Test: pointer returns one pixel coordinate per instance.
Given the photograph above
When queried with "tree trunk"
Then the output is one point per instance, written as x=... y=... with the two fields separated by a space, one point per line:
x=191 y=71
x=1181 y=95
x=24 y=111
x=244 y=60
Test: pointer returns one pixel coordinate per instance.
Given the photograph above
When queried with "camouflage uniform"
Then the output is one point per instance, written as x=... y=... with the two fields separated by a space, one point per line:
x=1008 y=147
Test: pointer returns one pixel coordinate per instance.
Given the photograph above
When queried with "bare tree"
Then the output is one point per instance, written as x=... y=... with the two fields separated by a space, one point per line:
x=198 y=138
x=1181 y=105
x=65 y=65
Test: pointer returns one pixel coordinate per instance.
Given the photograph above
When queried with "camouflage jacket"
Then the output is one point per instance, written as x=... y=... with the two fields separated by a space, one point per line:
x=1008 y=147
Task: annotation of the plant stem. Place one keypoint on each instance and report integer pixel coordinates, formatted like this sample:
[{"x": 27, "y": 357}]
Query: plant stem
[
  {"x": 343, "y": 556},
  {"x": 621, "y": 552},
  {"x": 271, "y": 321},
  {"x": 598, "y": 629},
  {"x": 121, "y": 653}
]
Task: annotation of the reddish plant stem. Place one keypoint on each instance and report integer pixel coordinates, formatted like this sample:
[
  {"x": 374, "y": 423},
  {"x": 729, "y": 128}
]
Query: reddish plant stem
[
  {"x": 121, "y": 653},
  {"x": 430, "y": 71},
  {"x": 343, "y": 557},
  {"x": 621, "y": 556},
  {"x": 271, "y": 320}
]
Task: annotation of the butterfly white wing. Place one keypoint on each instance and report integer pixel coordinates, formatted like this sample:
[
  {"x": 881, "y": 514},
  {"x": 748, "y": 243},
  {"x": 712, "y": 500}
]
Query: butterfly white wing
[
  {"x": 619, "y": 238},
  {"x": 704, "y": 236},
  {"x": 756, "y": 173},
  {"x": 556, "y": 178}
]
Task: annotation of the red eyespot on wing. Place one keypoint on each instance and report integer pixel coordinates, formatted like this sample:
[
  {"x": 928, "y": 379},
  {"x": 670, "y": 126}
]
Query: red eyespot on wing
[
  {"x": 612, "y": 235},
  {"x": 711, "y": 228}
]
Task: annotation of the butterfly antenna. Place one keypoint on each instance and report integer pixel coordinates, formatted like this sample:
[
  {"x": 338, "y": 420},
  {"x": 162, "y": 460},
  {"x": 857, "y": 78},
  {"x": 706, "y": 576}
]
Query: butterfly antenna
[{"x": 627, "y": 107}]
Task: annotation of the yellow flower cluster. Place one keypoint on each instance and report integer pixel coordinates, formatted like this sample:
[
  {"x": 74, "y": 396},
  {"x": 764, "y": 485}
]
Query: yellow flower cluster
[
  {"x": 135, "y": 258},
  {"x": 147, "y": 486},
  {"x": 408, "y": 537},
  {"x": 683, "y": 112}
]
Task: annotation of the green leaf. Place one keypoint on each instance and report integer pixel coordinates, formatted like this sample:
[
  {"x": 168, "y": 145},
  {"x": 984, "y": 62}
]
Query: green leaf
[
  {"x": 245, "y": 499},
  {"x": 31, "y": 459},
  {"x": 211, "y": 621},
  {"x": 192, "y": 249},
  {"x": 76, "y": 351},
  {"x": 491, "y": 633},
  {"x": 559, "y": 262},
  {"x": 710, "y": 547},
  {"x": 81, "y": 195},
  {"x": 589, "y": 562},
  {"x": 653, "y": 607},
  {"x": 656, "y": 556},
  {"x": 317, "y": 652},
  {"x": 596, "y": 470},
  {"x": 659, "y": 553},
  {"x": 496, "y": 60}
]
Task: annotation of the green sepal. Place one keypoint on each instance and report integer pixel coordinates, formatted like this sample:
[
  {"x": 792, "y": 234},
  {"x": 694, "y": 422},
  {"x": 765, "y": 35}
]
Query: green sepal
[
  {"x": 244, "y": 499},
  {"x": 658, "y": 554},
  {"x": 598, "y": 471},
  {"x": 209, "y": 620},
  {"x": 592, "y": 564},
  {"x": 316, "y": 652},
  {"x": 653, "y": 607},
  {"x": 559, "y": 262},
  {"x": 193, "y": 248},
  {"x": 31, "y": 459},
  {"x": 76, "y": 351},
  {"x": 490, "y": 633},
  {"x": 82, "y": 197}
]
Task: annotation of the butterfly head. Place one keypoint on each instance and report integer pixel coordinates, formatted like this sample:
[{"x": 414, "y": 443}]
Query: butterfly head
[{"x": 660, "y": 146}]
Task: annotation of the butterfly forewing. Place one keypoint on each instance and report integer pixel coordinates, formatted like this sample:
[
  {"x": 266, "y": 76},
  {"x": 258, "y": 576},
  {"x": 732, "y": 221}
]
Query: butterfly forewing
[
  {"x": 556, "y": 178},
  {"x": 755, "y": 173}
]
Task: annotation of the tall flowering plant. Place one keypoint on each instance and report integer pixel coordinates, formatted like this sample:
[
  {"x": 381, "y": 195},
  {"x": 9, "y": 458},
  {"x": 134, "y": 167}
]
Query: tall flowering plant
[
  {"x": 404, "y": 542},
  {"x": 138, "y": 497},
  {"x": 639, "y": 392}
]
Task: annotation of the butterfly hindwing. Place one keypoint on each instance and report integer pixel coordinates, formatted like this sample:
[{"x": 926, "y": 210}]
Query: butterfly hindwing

--------

Lines that hold the word "When" are the ones to copy from the entries above.

## OUTPUT OF THE EXERCISE
When queried with "tree trunk"
When queried with "camouflage uniform"
When queried with "bare tree"
When queried with "camouflage jacket"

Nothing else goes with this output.